(Data extracted from a collection)
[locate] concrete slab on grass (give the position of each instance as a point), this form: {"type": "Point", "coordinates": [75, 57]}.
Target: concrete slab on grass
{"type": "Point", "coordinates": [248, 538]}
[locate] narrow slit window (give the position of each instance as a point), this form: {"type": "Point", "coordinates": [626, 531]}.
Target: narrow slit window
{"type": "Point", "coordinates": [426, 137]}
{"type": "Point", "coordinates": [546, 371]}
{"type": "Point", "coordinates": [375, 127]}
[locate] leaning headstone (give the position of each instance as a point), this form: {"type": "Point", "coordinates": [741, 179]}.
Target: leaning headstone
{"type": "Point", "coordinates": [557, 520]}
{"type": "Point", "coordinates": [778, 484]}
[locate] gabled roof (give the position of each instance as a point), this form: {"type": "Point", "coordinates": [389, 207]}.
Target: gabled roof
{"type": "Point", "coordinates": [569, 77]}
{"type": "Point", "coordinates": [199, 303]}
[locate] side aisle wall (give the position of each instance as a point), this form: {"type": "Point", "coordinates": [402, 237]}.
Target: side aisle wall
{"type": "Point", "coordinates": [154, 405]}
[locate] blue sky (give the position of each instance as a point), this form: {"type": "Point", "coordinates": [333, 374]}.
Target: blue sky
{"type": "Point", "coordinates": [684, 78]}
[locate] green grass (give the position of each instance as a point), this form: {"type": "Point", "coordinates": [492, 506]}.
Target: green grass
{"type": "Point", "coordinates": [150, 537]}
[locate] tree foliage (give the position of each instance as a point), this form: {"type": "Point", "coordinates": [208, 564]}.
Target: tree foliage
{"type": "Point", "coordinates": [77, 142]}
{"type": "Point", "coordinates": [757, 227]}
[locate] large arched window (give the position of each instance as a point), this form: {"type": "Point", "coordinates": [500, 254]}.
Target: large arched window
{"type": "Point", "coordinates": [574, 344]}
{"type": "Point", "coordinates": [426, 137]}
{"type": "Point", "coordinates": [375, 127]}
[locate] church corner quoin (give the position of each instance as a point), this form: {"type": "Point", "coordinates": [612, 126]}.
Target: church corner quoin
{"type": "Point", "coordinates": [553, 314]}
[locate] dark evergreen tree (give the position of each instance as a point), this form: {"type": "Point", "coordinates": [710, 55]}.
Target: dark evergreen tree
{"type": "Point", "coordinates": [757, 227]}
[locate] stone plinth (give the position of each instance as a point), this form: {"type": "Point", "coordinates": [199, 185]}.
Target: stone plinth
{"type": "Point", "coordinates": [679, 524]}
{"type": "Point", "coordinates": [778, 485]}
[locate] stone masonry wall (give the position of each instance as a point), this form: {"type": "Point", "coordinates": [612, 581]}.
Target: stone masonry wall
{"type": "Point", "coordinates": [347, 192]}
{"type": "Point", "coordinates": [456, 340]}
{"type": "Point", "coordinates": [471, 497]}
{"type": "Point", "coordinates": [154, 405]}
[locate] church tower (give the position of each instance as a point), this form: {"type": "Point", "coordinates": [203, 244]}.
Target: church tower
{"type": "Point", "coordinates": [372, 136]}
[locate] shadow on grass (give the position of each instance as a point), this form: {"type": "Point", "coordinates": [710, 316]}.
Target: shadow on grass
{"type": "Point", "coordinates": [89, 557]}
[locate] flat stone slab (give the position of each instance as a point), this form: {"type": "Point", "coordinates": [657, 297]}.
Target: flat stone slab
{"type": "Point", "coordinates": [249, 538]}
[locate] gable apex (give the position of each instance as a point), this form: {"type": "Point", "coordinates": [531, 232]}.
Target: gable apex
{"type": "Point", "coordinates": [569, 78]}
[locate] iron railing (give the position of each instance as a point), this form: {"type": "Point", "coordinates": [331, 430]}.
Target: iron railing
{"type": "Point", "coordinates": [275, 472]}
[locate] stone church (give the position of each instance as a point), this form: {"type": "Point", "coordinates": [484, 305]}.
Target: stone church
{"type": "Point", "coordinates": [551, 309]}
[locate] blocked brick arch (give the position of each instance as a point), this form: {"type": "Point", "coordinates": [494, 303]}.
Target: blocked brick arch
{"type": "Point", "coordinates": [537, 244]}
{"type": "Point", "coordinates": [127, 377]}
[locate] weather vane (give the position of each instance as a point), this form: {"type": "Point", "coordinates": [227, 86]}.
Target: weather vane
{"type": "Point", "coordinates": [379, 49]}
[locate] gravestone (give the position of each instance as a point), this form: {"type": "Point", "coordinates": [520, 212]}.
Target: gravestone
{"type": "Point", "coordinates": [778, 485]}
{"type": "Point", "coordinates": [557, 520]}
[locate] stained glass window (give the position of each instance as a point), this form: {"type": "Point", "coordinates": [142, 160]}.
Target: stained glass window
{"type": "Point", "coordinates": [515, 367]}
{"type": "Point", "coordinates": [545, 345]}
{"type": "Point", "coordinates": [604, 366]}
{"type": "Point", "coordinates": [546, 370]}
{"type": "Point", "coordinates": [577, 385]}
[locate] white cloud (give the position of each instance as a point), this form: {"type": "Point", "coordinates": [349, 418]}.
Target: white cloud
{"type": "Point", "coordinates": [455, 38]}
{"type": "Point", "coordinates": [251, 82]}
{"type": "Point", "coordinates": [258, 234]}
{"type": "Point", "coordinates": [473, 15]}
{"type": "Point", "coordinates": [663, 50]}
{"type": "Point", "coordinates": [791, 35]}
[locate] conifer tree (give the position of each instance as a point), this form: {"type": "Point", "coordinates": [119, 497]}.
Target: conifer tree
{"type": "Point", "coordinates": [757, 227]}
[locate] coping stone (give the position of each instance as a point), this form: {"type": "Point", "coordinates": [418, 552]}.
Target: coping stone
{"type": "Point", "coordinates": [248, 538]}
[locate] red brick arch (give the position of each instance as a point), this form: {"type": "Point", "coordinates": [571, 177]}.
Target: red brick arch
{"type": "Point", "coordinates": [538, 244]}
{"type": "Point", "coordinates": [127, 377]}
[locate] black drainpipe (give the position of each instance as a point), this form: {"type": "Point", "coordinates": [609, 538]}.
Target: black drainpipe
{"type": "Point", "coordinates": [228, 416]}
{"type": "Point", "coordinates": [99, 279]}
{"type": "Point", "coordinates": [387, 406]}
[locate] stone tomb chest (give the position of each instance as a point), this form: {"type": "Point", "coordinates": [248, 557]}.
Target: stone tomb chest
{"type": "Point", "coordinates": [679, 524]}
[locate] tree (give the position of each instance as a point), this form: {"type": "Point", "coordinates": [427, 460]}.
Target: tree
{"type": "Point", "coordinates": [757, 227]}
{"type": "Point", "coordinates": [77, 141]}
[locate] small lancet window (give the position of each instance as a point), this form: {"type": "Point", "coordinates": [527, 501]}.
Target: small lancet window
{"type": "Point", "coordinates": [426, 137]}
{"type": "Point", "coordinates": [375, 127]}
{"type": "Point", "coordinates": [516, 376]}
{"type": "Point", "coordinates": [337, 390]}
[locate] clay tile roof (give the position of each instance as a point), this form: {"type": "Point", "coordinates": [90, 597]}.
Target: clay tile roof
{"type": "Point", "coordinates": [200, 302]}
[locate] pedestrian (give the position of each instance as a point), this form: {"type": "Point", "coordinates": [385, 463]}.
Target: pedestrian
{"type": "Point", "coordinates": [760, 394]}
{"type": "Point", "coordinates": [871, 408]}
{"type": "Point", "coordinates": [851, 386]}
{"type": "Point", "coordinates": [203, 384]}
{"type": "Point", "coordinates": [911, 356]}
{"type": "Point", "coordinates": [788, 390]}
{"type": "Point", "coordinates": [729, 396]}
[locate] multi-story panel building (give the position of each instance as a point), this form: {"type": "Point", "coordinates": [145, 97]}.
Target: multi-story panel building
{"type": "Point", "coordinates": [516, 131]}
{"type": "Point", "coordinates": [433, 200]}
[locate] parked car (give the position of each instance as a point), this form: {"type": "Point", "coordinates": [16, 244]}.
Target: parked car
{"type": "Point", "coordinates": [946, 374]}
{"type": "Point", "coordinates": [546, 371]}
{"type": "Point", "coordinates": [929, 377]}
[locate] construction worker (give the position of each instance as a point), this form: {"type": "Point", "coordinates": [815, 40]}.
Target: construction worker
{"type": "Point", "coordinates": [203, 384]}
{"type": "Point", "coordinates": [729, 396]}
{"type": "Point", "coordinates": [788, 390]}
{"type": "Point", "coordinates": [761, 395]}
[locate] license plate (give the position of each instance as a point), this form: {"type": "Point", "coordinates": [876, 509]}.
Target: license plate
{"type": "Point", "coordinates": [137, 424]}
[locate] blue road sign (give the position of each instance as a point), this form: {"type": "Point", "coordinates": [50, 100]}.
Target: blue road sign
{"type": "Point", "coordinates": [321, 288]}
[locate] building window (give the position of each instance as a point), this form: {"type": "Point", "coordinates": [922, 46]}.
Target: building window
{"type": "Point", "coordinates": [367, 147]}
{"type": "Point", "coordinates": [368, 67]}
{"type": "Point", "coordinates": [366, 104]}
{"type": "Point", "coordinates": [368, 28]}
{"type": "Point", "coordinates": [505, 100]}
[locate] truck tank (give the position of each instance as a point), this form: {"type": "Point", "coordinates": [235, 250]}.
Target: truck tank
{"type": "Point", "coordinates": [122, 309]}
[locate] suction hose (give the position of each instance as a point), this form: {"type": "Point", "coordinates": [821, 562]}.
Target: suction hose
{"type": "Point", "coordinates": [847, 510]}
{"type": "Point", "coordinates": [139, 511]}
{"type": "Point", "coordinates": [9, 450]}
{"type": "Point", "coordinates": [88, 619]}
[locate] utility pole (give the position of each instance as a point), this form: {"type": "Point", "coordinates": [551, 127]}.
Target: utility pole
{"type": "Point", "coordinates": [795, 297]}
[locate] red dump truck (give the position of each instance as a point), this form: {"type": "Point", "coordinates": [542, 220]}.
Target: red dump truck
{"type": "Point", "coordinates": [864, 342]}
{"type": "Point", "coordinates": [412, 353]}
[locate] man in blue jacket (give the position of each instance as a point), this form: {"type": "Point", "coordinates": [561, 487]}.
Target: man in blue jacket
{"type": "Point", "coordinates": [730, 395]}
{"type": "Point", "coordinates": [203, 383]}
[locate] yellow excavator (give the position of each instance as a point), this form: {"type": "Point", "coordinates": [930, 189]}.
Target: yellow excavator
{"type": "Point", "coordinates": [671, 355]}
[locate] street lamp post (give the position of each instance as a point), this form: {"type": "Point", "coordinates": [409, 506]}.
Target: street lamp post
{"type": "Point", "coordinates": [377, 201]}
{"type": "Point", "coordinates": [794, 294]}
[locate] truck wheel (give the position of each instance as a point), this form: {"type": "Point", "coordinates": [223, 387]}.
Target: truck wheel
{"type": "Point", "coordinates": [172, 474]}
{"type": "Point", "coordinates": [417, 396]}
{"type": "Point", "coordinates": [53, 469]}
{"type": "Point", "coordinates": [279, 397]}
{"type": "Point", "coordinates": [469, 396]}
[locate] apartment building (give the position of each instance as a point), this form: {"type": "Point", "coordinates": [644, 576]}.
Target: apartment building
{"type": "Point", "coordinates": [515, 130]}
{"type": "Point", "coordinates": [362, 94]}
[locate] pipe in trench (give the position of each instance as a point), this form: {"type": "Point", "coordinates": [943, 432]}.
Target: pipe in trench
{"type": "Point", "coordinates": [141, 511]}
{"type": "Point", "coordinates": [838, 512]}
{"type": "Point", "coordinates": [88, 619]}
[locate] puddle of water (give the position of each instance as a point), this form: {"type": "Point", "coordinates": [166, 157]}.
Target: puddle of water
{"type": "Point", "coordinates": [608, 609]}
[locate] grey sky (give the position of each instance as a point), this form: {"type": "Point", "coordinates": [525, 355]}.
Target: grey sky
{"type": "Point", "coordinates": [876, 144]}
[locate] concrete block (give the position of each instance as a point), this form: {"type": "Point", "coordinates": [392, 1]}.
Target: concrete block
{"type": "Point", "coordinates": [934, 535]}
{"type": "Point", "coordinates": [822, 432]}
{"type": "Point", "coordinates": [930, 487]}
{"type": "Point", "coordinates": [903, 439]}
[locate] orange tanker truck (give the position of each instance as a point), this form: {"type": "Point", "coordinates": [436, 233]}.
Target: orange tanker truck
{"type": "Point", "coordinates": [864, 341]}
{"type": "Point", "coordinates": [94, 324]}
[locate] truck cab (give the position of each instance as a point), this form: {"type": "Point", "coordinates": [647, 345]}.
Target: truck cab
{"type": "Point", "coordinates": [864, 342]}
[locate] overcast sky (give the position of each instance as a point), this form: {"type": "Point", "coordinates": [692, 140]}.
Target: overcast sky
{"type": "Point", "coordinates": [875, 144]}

*YOUR TASK*
As the answer, set down only the lines from the data above between the one holding "[locate] truck wheel" and the one holding "[locate] puddle of", inclusive, exactly as they read.

*TASK SOLUTION*
[locate] truck wheel (give the position of each instance as a point), this form: {"type": "Point", "coordinates": [223, 387]}.
Target: truck wheel
{"type": "Point", "coordinates": [172, 474]}
{"type": "Point", "coordinates": [417, 396]}
{"type": "Point", "coordinates": [53, 469]}
{"type": "Point", "coordinates": [279, 397]}
{"type": "Point", "coordinates": [469, 396]}
[locate] apartment building (give the position of each instance as a point), this form: {"type": "Point", "coordinates": [644, 576]}.
Target: apartment building
{"type": "Point", "coordinates": [515, 130]}
{"type": "Point", "coordinates": [362, 94]}
[locate] pipe in trench (give the position of each instance as a point), this form: {"type": "Point", "coordinates": [943, 432]}.
Target: pipe in trench
{"type": "Point", "coordinates": [141, 511]}
{"type": "Point", "coordinates": [838, 512]}
{"type": "Point", "coordinates": [88, 619]}
[locate] puddle of water (give the position of each instance as a point), this form: {"type": "Point", "coordinates": [166, 157]}.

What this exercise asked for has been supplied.